* **What to work on**
Copy out the listing below, putting "boundary" in place of "outline" everywhere it appears and keeping every other character the same.

-- -- --

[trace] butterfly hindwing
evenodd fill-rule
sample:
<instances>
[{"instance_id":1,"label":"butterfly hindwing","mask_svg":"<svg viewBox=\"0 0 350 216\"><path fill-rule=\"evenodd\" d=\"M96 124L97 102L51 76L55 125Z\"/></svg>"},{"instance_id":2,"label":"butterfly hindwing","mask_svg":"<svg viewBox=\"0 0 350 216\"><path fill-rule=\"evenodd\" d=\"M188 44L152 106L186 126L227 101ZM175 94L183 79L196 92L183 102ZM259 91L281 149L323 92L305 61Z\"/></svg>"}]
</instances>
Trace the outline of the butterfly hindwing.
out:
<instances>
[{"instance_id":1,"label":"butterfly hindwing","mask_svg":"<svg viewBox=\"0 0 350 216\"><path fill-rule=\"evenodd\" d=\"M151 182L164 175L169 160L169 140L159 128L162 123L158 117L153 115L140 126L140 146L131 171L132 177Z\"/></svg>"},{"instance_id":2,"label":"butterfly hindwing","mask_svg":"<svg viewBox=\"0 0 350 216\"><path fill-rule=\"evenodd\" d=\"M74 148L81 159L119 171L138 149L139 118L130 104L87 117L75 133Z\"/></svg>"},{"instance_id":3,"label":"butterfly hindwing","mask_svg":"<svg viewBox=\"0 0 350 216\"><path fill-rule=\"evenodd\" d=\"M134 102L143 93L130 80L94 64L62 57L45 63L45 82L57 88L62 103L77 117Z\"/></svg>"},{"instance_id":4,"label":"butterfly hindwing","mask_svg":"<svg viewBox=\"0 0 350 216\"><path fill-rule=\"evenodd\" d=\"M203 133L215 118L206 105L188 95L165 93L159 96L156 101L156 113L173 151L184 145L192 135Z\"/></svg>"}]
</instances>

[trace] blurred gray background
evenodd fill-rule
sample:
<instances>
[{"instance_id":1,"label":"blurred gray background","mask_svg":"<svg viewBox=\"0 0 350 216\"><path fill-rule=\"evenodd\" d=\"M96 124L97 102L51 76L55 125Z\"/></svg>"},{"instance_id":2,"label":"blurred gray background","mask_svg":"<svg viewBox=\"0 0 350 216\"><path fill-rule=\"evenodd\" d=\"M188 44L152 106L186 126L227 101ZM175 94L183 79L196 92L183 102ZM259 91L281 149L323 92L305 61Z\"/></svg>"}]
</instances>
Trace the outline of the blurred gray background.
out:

-- -- --

* **Full output**
[trace] butterfly hindwing
evenodd fill-rule
sample:
<instances>
[{"instance_id":1,"label":"butterfly hindwing","mask_svg":"<svg viewBox=\"0 0 350 216\"><path fill-rule=\"evenodd\" d=\"M96 124L97 102L51 76L55 125Z\"/></svg>"},{"instance_id":2,"label":"butterfly hindwing","mask_svg":"<svg viewBox=\"0 0 350 216\"><path fill-rule=\"evenodd\" d=\"M188 44L152 106L186 126L227 101ZM175 94L183 79L196 92L183 102ZM259 91L281 149L323 92L305 61Z\"/></svg>"}]
</instances>
Trace the boundary of the butterfly hindwing.
out:
<instances>
[{"instance_id":1,"label":"butterfly hindwing","mask_svg":"<svg viewBox=\"0 0 350 216\"><path fill-rule=\"evenodd\" d=\"M151 182L164 175L169 160L169 140L159 128L162 123L158 117L153 115L140 126L140 146L131 171L132 177Z\"/></svg>"},{"instance_id":2,"label":"butterfly hindwing","mask_svg":"<svg viewBox=\"0 0 350 216\"><path fill-rule=\"evenodd\" d=\"M74 148L81 159L119 171L138 149L139 118L130 104L87 117L75 133Z\"/></svg>"},{"instance_id":3,"label":"butterfly hindwing","mask_svg":"<svg viewBox=\"0 0 350 216\"><path fill-rule=\"evenodd\" d=\"M134 102L143 93L130 80L94 64L62 57L45 63L45 82L57 88L62 103L77 117Z\"/></svg>"},{"instance_id":4,"label":"butterfly hindwing","mask_svg":"<svg viewBox=\"0 0 350 216\"><path fill-rule=\"evenodd\" d=\"M203 133L215 118L206 105L188 95L165 93L159 96L156 101L156 113L173 151L184 145L192 135Z\"/></svg>"}]
</instances>

[trace] blurred gray background
evenodd fill-rule
sample:
<instances>
[{"instance_id":1,"label":"blurred gray background","mask_svg":"<svg viewBox=\"0 0 350 216\"><path fill-rule=\"evenodd\" d=\"M96 124L97 102L51 76L55 125Z\"/></svg>"},{"instance_id":2,"label":"blurred gray background","mask_svg":"<svg viewBox=\"0 0 350 216\"><path fill-rule=\"evenodd\" d=\"M188 44L152 106L186 126L227 101ZM175 94L183 79L196 92L183 102ZM259 91L281 149L323 92L305 61Z\"/></svg>"}]
</instances>
Trace the boundary of the blurred gray background.
out:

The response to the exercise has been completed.